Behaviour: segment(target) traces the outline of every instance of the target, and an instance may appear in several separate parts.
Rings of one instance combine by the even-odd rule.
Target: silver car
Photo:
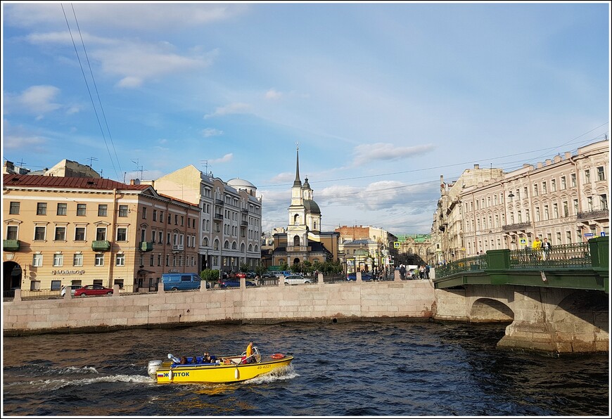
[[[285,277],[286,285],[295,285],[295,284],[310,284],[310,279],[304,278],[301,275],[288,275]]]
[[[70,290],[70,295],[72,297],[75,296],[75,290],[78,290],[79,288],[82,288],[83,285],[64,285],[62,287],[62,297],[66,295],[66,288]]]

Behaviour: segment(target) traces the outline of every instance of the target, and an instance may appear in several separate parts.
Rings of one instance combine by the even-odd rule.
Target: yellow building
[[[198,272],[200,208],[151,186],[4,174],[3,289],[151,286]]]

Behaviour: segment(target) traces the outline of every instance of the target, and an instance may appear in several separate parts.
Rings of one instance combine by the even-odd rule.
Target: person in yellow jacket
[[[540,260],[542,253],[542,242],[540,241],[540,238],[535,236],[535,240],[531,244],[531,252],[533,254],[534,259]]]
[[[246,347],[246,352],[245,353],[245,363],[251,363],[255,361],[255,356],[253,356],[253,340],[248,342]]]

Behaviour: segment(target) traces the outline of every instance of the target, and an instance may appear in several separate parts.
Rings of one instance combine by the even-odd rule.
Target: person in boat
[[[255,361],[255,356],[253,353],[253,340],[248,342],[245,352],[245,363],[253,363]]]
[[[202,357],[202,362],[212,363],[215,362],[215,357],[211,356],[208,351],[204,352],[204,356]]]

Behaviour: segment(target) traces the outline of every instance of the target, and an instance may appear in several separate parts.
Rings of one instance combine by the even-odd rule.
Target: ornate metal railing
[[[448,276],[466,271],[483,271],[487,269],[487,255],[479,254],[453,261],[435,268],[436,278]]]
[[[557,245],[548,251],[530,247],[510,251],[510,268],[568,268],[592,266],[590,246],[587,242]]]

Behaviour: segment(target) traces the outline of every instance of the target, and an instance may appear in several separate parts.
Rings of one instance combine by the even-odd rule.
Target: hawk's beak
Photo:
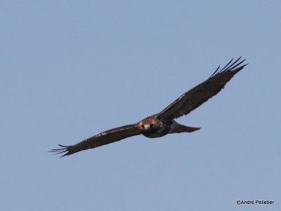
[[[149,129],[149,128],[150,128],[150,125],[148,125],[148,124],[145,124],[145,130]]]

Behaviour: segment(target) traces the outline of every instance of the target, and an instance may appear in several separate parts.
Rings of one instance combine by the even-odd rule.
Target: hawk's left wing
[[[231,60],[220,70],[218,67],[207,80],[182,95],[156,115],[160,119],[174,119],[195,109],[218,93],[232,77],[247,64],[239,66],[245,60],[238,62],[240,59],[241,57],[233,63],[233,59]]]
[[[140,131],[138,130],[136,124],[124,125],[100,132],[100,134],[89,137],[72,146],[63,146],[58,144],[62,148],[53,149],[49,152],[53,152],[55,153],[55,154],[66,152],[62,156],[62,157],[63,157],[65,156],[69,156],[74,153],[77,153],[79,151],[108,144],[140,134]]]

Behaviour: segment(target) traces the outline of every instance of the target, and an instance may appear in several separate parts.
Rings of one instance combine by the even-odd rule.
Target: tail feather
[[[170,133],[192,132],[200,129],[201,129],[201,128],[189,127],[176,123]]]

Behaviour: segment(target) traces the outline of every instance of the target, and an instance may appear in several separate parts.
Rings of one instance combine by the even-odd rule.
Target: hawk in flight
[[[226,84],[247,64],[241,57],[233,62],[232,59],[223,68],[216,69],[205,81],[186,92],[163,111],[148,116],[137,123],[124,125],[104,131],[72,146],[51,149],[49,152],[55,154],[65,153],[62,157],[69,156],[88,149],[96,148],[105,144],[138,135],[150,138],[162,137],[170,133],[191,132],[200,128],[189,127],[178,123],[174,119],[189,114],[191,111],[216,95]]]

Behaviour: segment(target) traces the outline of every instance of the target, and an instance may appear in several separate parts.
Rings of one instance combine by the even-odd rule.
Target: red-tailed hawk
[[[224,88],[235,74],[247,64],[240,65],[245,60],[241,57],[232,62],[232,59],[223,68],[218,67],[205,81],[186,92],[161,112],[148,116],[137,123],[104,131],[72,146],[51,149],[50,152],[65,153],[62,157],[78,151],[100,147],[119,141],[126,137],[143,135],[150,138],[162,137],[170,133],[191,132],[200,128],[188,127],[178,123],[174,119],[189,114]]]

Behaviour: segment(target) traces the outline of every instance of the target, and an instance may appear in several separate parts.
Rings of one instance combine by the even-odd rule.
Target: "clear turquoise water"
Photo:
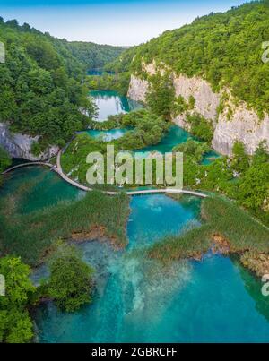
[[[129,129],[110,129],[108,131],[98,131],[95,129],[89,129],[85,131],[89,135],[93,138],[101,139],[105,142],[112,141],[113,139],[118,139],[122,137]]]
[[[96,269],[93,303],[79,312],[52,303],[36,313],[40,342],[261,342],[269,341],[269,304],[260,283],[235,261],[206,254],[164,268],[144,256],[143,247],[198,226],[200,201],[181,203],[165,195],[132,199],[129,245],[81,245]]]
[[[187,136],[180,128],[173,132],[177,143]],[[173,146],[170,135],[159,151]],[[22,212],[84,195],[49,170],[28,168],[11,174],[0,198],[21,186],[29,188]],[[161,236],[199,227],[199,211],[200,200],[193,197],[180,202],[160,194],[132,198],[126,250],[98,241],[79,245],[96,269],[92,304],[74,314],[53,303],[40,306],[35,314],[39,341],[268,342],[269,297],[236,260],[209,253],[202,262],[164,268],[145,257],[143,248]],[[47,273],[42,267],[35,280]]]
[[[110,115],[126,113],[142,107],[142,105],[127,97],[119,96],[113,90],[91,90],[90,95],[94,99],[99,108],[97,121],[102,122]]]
════════════════════
* _Exercise task_: Rewrite all of the lines above, replacing "even-odd rule" with "nonzero winding rule" and leaving everything else unchanged. Leave the pictures out of your answer.

* _Complete response_:
Behaviour: segment(target) traces the outline of every instance of the target, and an instance may appear in several separate parts.
Rings of one instance combine by the nonzero winding rule.
Target: silver car
Photo:
[[[285,277],[286,285],[295,285],[295,284],[310,284],[310,279],[304,278],[301,275],[288,275]]]
[[[70,290],[70,295],[72,297],[75,296],[75,290],[78,290],[79,288],[82,288],[83,285],[64,285],[62,287],[62,297],[66,295],[66,288]]]

Behaviour: segment(target) traces the outline of every instance of the target, and an instance may appear in several separate parts.
Rings of one instance combine by the nonzero winding rule.
Target: yellow building
[[[198,272],[200,208],[151,186],[4,174],[3,289],[151,286]]]

Behaviour: segment(target) traces the outline of every instance of the target, and an instance may appear in several separate parts.
Rings of one instance combine by the nonzero winding rule.
Target: person in yellow jacket
[[[540,260],[542,253],[542,242],[540,241],[540,238],[535,236],[535,240],[531,244],[531,252],[533,254],[534,259]]]
[[[246,347],[246,352],[245,353],[245,363],[251,363],[255,361],[255,356],[253,356],[253,340],[248,342]]]

Behaviour: segment(target) traces the outline of every instance of the target, and an instance may appear in several separate parts.
Rings of one instance combine by the nonzero winding rule.
Target: person in boat
[[[255,361],[255,356],[253,353],[253,340],[248,342],[245,352],[245,363],[253,363]]]
[[[202,357],[202,362],[212,363],[215,362],[215,357],[211,356],[208,351],[204,352],[204,356]]]

Behaviour: segment(target) traces the outline of every instance of the target, and an instance may appear in several separate parts.
Rings of one instance combine by the nonzero winding rule.
Target: ornate metal railing
[[[448,276],[466,271],[483,271],[487,269],[487,255],[479,254],[453,261],[435,268],[436,278]]]
[[[557,245],[548,251],[530,247],[510,251],[510,268],[568,268],[592,266],[590,246],[587,242]]]

Behaviour: segment(target) traces the outline of every instance of the target, and an instance may appear in several separate parts.
Rings of one instance combine by the nonzero winding rule.
Target: hawk's beak
Photo:
[[[149,129],[149,128],[150,128],[150,125],[148,125],[148,124],[145,124],[145,130]]]

Behaviour: segment(target) traces the outline of every instance of the target, and an instance may appear in several separate parts.
Rings of one instance combine by the nonzero winding rule.
Target: hawk's left wing
[[[231,60],[220,70],[218,67],[207,80],[182,95],[156,115],[160,119],[174,119],[195,109],[218,93],[232,77],[247,64],[239,66],[245,60],[238,62],[240,59],[241,57],[233,63],[233,59]]]
[[[140,131],[138,130],[136,124],[124,125],[100,132],[100,134],[89,137],[72,146],[63,146],[58,144],[62,148],[53,149],[49,152],[53,152],[55,153],[55,154],[66,152],[62,156],[62,157],[63,157],[65,156],[69,156],[74,153],[77,153],[79,151],[108,144],[140,134]]]

Behaviour: segment(target) traces the outline of every instance of the target, and an instance may appear in several separate parts.
Rings of one instance combine by the nonzero winding rule.
Target: tail feather
[[[170,133],[192,132],[200,129],[201,129],[201,128],[189,127],[176,123]]]

Behaviour: segment(target) traces the outline of every instance of the target, and an instance may appear in several separate parts.
Rings of one instance combine by the nonzero winding rule.
Target: hawk in flight
[[[226,84],[247,64],[241,57],[233,62],[232,59],[223,68],[216,69],[205,81],[186,92],[163,111],[148,116],[137,123],[124,125],[104,131],[72,146],[51,149],[49,152],[55,154],[65,153],[62,157],[69,156],[88,149],[96,148],[105,144],[138,135],[150,138],[162,137],[170,133],[191,132],[200,128],[189,127],[178,123],[174,119],[189,114],[191,111],[216,95]]]

Behaviour: segment(target) traces the outline of every instance of the target, and an instance may appear in several separate parts.
Rings of one instance combine by the nonzero winding rule.
Target: red-tailed hawk
[[[224,88],[235,74],[247,64],[240,65],[245,60],[241,57],[232,62],[232,59],[223,68],[218,67],[205,81],[186,92],[161,112],[148,116],[137,123],[104,131],[72,146],[51,149],[50,152],[65,153],[62,157],[78,151],[100,147],[119,141],[126,137],[143,135],[150,138],[162,137],[170,133],[191,132],[200,128],[188,127],[178,123],[174,119],[189,114]]]

Behaviour: segment(target) traces the outline of every instance of the target, and an instance may appear in several separate parts.
Rings of one instance combine by the nonzero winding rule.
Target: "clear turquoise water"
Photo:
[[[129,129],[110,129],[108,131],[98,131],[95,129],[89,129],[85,131],[89,135],[93,138],[101,139],[105,142],[112,141],[113,139],[118,139],[122,137]]]
[[[96,269],[93,303],[79,312],[52,303],[36,313],[40,342],[261,342],[269,341],[269,304],[260,283],[235,261],[206,254],[164,268],[144,256],[143,247],[198,226],[200,201],[181,203],[165,195],[132,199],[129,245],[81,245]]]
[[[187,136],[180,128],[173,132],[177,143]],[[173,146],[170,135],[159,151]],[[22,212],[84,195],[49,170],[28,168],[11,174],[0,198],[21,186],[29,188]],[[161,236],[199,227],[199,211],[200,200],[193,197],[180,202],[160,194],[132,198],[126,250],[98,241],[79,245],[96,269],[92,304],[74,314],[53,303],[40,306],[35,314],[39,341],[268,342],[269,297],[236,260],[209,253],[202,262],[164,268],[145,257],[143,248]],[[47,273],[42,267],[35,280]]]
[[[110,115],[126,113],[142,107],[142,105],[127,97],[119,96],[113,90],[91,90],[90,95],[94,99],[99,108],[97,121],[102,122]]]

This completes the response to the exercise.